◆ STATED PROBLEM 1: Name each function that the post below calls a differentiable function.

Let $v,w$ vector fields along the curve $\alpha:I\rightarrow S$, where $S$ is a regular surface. I need to prove that $$\frac{d}{dt}\left<v(t),w(t)\right>=\left<\frac{Dv}{dt}(t),w(t)\right>+\left<v(t),\frac{Dw}{dt}(t)\right>.$$
What I tried:
Let $\mathbb{x}(u,v)$ a parametrization of $S$. So, we can write $$w(t)=a\mathbb{x}_{u}+b\mathbb{x}_{v}, v(t)=c\mathbb{x}_{u}+d\mathbb{x}_{v}, $$ where $a,b,c,d$ are differentiable functions. So, we have
$$\left<v(t),w(t)\right>=ac+bd\implies \frac{d}{dt}\left<v(t),w(t)\right>=a'c+ac'+b'd+bd'. $$
Well, I don't know how to get the expressions for the covariant derivatives, since they are given by the Christofell symbols.

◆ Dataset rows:
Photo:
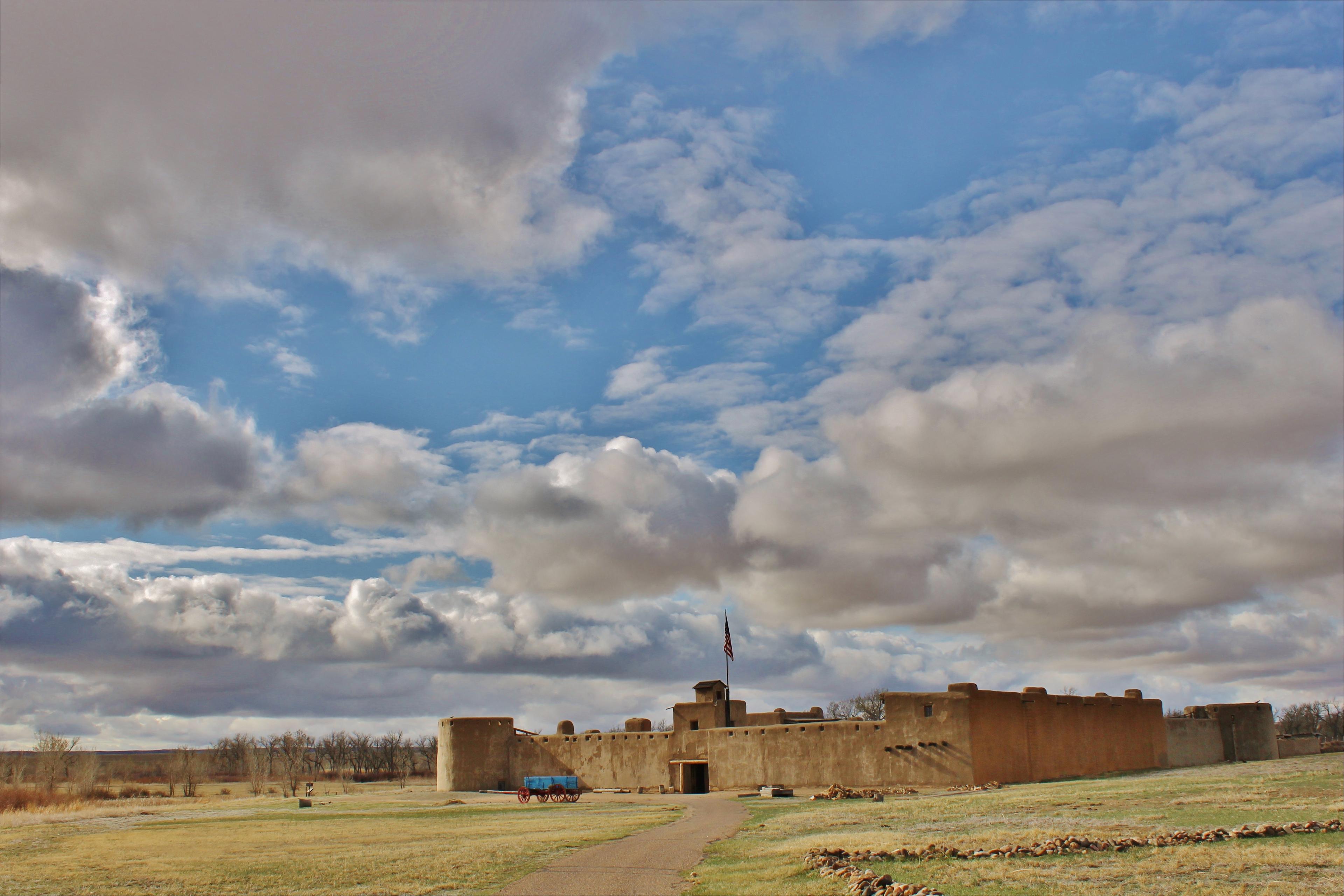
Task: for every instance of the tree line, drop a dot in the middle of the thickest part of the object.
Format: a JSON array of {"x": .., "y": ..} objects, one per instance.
[
  {"x": 287, "y": 760},
  {"x": 1318, "y": 718},
  {"x": 294, "y": 757}
]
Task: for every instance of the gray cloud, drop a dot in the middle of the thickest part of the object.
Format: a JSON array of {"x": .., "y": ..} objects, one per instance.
[
  {"x": 80, "y": 442},
  {"x": 1132, "y": 481}
]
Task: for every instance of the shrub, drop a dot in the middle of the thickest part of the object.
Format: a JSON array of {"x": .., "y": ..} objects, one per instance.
[{"x": 27, "y": 798}]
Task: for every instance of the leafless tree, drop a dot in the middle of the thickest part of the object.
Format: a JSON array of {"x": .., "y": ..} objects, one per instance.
[
  {"x": 185, "y": 770},
  {"x": 865, "y": 706},
  {"x": 396, "y": 757},
  {"x": 54, "y": 755},
  {"x": 14, "y": 769},
  {"x": 336, "y": 751},
  {"x": 232, "y": 755},
  {"x": 428, "y": 749},
  {"x": 1318, "y": 718},
  {"x": 363, "y": 755},
  {"x": 257, "y": 769},
  {"x": 84, "y": 771},
  {"x": 291, "y": 750}
]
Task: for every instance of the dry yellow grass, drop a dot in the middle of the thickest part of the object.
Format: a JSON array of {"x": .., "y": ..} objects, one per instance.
[
  {"x": 406, "y": 843},
  {"x": 765, "y": 858}
]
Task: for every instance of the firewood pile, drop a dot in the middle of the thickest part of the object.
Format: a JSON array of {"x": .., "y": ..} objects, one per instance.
[
  {"x": 967, "y": 789},
  {"x": 832, "y": 862},
  {"x": 840, "y": 792}
]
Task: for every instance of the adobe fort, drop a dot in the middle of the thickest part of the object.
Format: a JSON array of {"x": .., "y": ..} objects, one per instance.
[{"x": 960, "y": 737}]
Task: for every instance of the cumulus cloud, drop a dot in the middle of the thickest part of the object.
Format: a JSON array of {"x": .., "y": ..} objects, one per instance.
[
  {"x": 366, "y": 475},
  {"x": 510, "y": 425},
  {"x": 287, "y": 360},
  {"x": 1132, "y": 481},
  {"x": 619, "y": 523},
  {"x": 80, "y": 441},
  {"x": 832, "y": 31},
  {"x": 1238, "y": 202},
  {"x": 444, "y": 163},
  {"x": 734, "y": 252}
]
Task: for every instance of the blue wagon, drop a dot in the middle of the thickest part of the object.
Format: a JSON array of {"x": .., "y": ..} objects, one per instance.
[{"x": 562, "y": 789}]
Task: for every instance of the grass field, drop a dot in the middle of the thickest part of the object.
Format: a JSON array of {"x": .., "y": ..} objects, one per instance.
[
  {"x": 764, "y": 859},
  {"x": 358, "y": 844}
]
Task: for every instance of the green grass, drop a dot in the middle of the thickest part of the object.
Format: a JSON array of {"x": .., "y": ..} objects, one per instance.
[
  {"x": 404, "y": 844},
  {"x": 765, "y": 858}
]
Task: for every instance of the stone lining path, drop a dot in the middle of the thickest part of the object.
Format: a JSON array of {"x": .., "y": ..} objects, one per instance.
[{"x": 646, "y": 864}]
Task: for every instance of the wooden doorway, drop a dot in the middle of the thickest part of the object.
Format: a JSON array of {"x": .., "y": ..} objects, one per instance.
[{"x": 695, "y": 778}]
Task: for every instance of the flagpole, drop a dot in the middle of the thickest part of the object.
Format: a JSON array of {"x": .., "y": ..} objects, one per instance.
[{"x": 728, "y": 679}]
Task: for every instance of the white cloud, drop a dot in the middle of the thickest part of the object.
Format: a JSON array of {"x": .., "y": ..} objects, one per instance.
[
  {"x": 368, "y": 476},
  {"x": 511, "y": 425},
  {"x": 1134, "y": 481},
  {"x": 832, "y": 31},
  {"x": 151, "y": 151},
  {"x": 734, "y": 252},
  {"x": 1238, "y": 203},
  {"x": 76, "y": 444},
  {"x": 294, "y": 366},
  {"x": 619, "y": 523}
]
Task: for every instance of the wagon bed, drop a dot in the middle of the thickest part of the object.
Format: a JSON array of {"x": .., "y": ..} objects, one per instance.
[{"x": 550, "y": 788}]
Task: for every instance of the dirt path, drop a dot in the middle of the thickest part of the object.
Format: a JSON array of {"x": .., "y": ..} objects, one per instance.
[{"x": 648, "y": 863}]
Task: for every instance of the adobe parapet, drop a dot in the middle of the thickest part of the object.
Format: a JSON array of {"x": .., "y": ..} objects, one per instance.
[{"x": 959, "y": 737}]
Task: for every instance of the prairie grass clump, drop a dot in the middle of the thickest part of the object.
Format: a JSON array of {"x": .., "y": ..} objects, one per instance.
[{"x": 18, "y": 798}]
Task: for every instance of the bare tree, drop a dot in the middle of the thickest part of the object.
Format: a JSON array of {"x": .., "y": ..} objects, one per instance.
[
  {"x": 291, "y": 751},
  {"x": 428, "y": 747},
  {"x": 257, "y": 769},
  {"x": 14, "y": 769},
  {"x": 396, "y": 757},
  {"x": 230, "y": 755},
  {"x": 362, "y": 753},
  {"x": 865, "y": 706},
  {"x": 54, "y": 755},
  {"x": 1318, "y": 718},
  {"x": 185, "y": 770},
  {"x": 335, "y": 750},
  {"x": 84, "y": 771}
]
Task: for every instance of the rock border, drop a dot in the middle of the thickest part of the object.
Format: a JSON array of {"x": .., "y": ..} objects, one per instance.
[{"x": 838, "y": 863}]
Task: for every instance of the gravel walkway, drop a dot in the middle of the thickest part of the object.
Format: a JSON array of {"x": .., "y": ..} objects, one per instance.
[{"x": 650, "y": 863}]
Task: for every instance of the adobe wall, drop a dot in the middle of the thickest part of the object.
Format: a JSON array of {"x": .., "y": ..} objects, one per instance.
[
  {"x": 1194, "y": 742},
  {"x": 1248, "y": 730},
  {"x": 475, "y": 753},
  {"x": 940, "y": 739},
  {"x": 1289, "y": 747},
  {"x": 798, "y": 755},
  {"x": 1041, "y": 737}
]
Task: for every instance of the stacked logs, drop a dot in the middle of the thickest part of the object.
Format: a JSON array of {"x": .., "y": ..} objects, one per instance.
[
  {"x": 836, "y": 863},
  {"x": 840, "y": 792},
  {"x": 967, "y": 789}
]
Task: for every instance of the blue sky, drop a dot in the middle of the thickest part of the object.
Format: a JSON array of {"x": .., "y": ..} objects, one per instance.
[{"x": 495, "y": 350}]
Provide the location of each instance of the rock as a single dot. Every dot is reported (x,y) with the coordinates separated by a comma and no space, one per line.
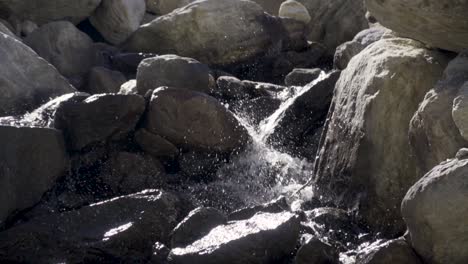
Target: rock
(335,22)
(434,135)
(364,160)
(123,229)
(295,10)
(196,225)
(435,212)
(388,252)
(301,77)
(298,129)
(25,175)
(64,46)
(126,172)
(313,250)
(173,71)
(193,120)
(440,24)
(346,51)
(116,20)
(98,118)
(25,88)
(45,11)
(215,32)
(104,80)
(264,238)
(155,145)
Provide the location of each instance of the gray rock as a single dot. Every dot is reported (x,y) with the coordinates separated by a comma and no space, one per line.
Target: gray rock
(439,23)
(196,225)
(173,71)
(435,211)
(116,20)
(64,46)
(27,81)
(31,160)
(264,238)
(98,118)
(364,160)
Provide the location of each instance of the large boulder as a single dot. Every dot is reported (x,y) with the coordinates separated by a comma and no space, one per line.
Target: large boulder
(434,135)
(194,120)
(123,229)
(220,32)
(116,20)
(31,160)
(173,71)
(27,81)
(366,158)
(438,23)
(98,118)
(335,22)
(44,11)
(64,46)
(435,211)
(264,238)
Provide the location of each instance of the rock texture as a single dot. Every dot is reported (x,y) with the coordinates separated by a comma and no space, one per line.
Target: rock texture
(24,88)
(366,159)
(438,23)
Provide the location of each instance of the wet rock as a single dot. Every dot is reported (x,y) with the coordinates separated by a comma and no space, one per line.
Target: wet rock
(193,120)
(196,225)
(435,212)
(313,250)
(126,172)
(99,118)
(366,161)
(155,145)
(116,20)
(173,71)
(388,252)
(216,32)
(264,238)
(31,159)
(335,22)
(104,80)
(440,24)
(301,77)
(123,229)
(434,135)
(27,80)
(64,46)
(295,10)
(45,11)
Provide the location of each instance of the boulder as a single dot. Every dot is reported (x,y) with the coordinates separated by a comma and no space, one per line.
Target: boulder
(388,252)
(264,238)
(116,20)
(366,158)
(104,80)
(64,46)
(295,10)
(31,160)
(173,71)
(435,211)
(434,135)
(196,225)
(27,81)
(98,118)
(45,11)
(215,32)
(335,22)
(123,229)
(194,120)
(438,23)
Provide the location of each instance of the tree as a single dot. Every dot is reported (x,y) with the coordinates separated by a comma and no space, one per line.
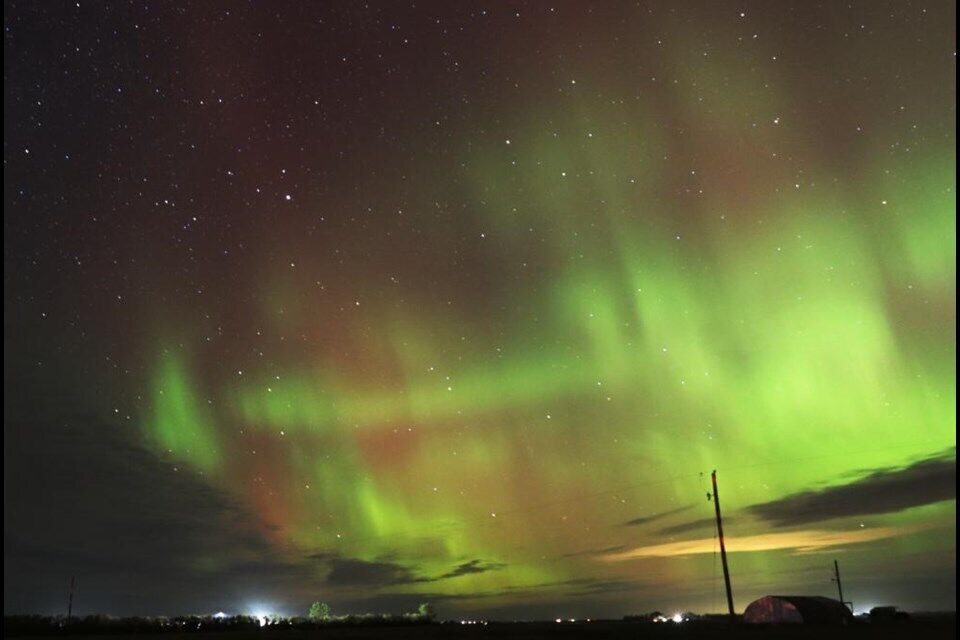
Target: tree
(319,611)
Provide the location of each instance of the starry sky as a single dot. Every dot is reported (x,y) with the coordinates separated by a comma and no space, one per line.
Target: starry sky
(383,303)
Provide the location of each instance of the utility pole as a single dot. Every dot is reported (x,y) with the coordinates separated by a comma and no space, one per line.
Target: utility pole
(836,578)
(73,583)
(723,547)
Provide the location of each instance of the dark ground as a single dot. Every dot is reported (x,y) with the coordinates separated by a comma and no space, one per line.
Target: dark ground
(917,629)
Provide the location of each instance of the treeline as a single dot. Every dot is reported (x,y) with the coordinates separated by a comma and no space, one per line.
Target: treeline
(35,625)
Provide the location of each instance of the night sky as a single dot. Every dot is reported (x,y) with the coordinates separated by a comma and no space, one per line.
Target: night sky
(386,303)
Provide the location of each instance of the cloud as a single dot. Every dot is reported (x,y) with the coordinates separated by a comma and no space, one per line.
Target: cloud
(474,566)
(804,541)
(693,525)
(642,520)
(882,491)
(353,572)
(594,552)
(91,501)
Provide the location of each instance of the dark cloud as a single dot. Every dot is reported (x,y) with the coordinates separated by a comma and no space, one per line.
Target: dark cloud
(92,502)
(353,572)
(595,552)
(642,520)
(473,566)
(882,491)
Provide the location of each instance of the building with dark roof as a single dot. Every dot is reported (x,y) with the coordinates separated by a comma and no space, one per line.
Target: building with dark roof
(797,610)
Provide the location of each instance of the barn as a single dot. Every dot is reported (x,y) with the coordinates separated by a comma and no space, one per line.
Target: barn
(797,610)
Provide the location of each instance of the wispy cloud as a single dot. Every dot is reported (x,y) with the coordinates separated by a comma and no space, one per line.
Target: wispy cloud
(642,520)
(881,491)
(805,541)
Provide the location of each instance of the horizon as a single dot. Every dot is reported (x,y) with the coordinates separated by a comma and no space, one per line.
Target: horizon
(462,303)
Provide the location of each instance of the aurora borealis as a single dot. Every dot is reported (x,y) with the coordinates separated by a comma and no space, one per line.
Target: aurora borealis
(462,303)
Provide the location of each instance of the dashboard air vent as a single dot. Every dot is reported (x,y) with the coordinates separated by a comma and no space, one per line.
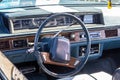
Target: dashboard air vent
(111,33)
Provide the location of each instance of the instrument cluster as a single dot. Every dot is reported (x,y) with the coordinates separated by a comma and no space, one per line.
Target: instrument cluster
(35,22)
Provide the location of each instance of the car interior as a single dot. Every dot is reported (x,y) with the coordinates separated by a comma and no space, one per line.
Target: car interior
(60,40)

◆ STATED PROBLEM 2: Gather every line of the listing above that contains the string "texture", and copy each one out.

◆ FINAL ANSWER 1: a, b, c, d

◆ FINAL ANSWER 2:
Provide the location of each instance of the rock texture as a single dot. Every dot is reported (x,y) with the coordinates separated by a comma and no space, one per line.
Target: rock texture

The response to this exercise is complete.